━━━ Extracted text
# Bag End



## Starflower (Apr 23, 2009)

> It had a perfectly round door like a porthole, painted green, with a shiny yellow brass knob in the exact middle. The door opened on to a tube-shaped hall like a tunnel: a very comfortable tunnel without smoke, with panelled walls, and floors tiled and carpeted, provided with polished chairs, and lots and lots of pegs for hats and coats - the hobbit was fond of visitors. The tunnel wound on and on, going fairly but not quite straight into the side of the hill – The Hill, as all the people for many miles round called it – and many little round doors opened out of it, first on one side and then on another. No going upstairs for the hobbit: bedrooms, bathrooms, cellars, pantries (lots of these), wardrobes (he had whole rooms devoted to clothes), kitchens, dining – rooms, all were on the same floor, and indeed on the same passage. The best rooms were all on the left – hand side (going in), for these were the only ones to have windows, deep – set round windows looking over his garden, and meadows beyond, sloping down to the river.



I just love this description of Bag End - I would love to live in a house such as that. Especially like the 'pantries (lots of these)' part!


----------



## Mike (Apr 23, 2009)

Well, you could always build one ...


----------



## Lindréd (May 21, 2009)

Starflower said:


> I just love this description of Bag End - I would love to live in a house such as that.



So would I! And if you did, here's the view out your front door!







Or, as Mike suggests, you could build one!. This house (link) is not at all like the descriptions of Bag End, but it still is very cool, with some nice hobbity architectural features.

http://www.taunton.com/finehomebuilding/how-to/articles/inside-hobbit-house.aspx


----------



## Bucky (May 29, 2009)

I can't imagine Bilbo's hobbit hole looking anything like that....

For real.

If it did, Bilbo would've known that there were Dwarves hanging on his bell....

Hobbit holes were a lot less fancy schmancy than that picture, even the nice ones like Bilbo's, I'm sure.


----------



## Prince of Cats (May 29, 2009)

Bucky said:


> I can't imagine Bilbo's hobbit hole looking anything like that....
> 
> For real.
> 
> ...




Thanks, Bucky - I totally agree. 

"And that means comfort"


----------



## Lindréd (May 30, 2009)

Bucky: Were you commenting on Howe's painting of the front hall of Bag End, or the goofy house photo link? If the house, then I totally agree (the photos did make me laugh! Although I wouldn't mind having that library myself) If Howe's painting, then I do agree that Howe's interpretation of the front hall is a bit "polished up", but I don't think it's far off the mark of what Tolkien envisioned for Bag End, and I do love the view out the front door! Below is JRRT's sketch from the same general perspective. You can see how Howe got his general idea.
━━━━━━
━━━ Source data
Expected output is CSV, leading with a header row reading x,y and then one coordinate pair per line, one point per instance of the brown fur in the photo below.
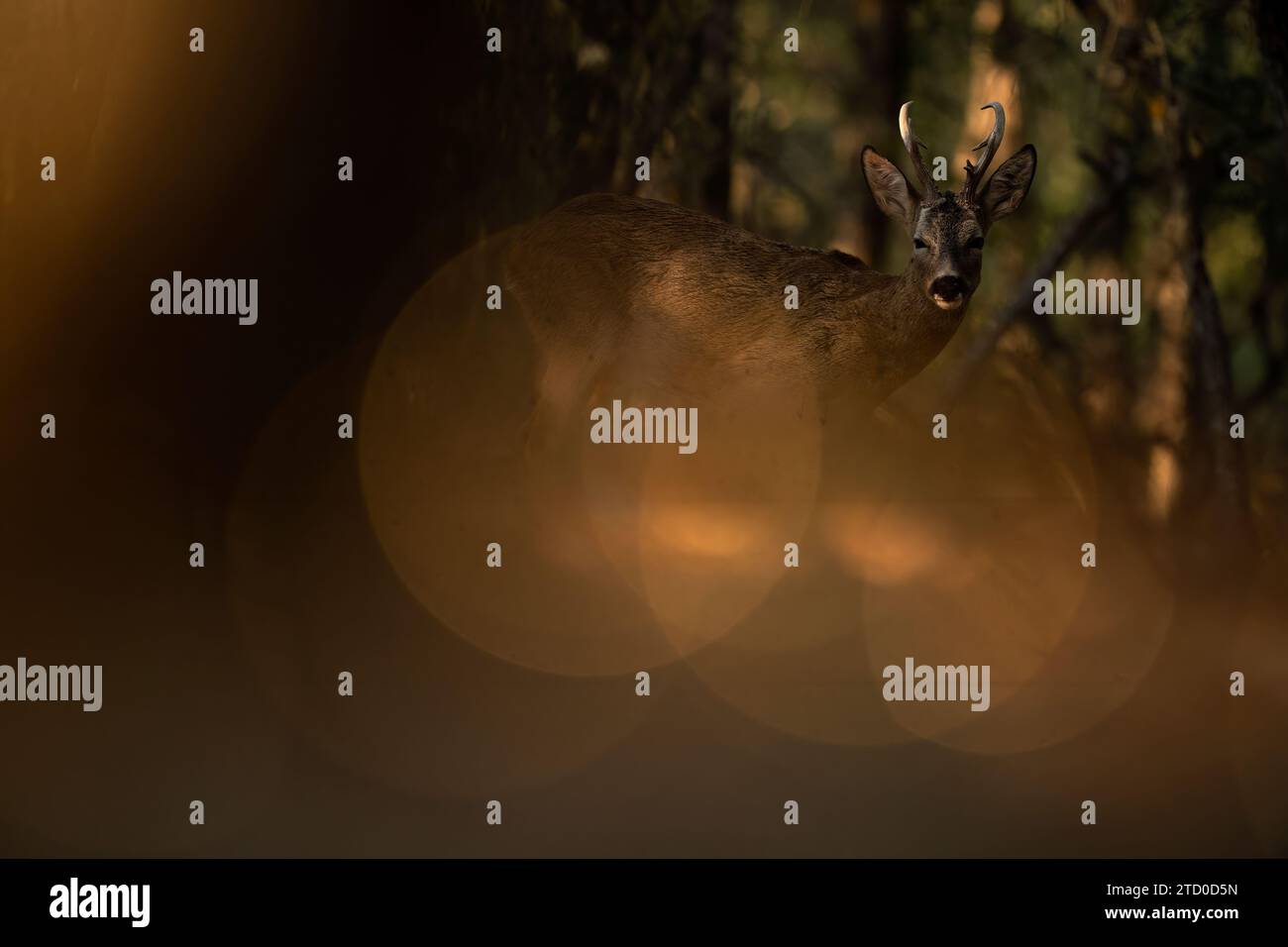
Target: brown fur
x,y
606,275
678,296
━━━━━━
The tasks
a) Return each line of the records above that contains the string "brown", treating case as significant.
b) Carry the forum thread on Bag End forward from the point where it stops.

Answers to the exercises
a)
Expected output is CSV, leading with a header row reading x,y and then one coordinate pair per line, one point per instance of the brown fur in the photo below.
Target: brown fur

b)
> The door opened on to a tube-shaped hall like a tunnel: a very comfortable tunnel without smoke, with panelled walls, and floors tiled and carpeted, provided with polished chairs, and lots and lots of pegs for hats and coats



PoC: You mentioned in another thread that you were doing some Tolkien-based sketches in an art class. 
Do you have any of Bag End? It would be interesting to see some different interpretations.
I can't draw or paint at all myself, but I do enjoy seeing the results of other people's artistic talents!


----------



## HLGStrider (May 30, 2009)

Looking at both the Howe sketch (which I rather like) and the Tolkien one I just have to wonder why Bilbo's family ever thought such high ceilings would be necessary. 


The perspective is confusing, but it looks to me as if Bilbo doesn't even come up to the halfway mark of his door. This would be the equivilent of a human house having 12 foot ceilings, which has been done, obviously, and more so, but most people stick with 8 foot.


----------



## Lindréd (May 30, 2009)

It IS a bit weird isn't it!
Looks like he'd have to jump to reach the door handle!
Almost looks like it was built for men instead of hobbits!

I wonder, since it's just a sketch, if JRRT just goofed on the perspective
on this one (What? JRRT make a mistake? ) A lot of his work as showcased in Artist & Illustrator is just beautiful (I love his paintings), but sometimes it seems like it took him a couple of tries to get things just right. Maybe this was just an early effort.

And btw, I do like Howe's front hall too (I actually have it as my screen saver!). It just looks like there's a bit too much floor wax 
(I can SEE myself!!)


----------



## Eledhwen (Jun 27, 2009)

HLGStrider said:


> Looking at both the Howe sketch (which I rather like) and the Tolkien one I just have to wonder why Bilbo's family ever thought such high ceilings would be necessary.
> 
> 
> The perspective is confusing, but it looks to me as if Bilbo doesn't even come up to the halfway mark of his door. This would be the equivilent of a human house having 12 foot ceilings, which has been done, obviously, and more so, but most people stick with 8 foot.


A high ceiling in an entrance hall was often installed to create a grand entrance. My ex-inlaws lived in a 6-bed detached 1930s house in London that had been the show home for the development, and it had a very lofty entrance hall that was omitted from the other houses on the street. It's normally a feature of manor houses and stately homes, of course; and Bilbo's home was kind of the manor house of its village.

Looking again at Tolkien's picture; we can't see where the pull handle was on the inside of the door. The central brass handle was probably more for show than function; people in Hobbiton never bothered locking their doors.


----------



## Eledhwen (Jun 27, 2009)

Lindréd said:


> This house (link) is not at all like the descriptions of Bag End, but it still is very cool, with some nice hobbity architectural features.
> 
> http://www.taunton.com/finehomebuilding/how-to/articles/inside-hobbit-house.aspx


I think it's fantastic! Almost everything in it is beautiful (though I would have gone for a natural stone fireplace, or a range, rather than the slate slivers and plasterwork - see Lindréd's link for details).


----------



## Hobbit-GalRosie (Jul 8, 2009)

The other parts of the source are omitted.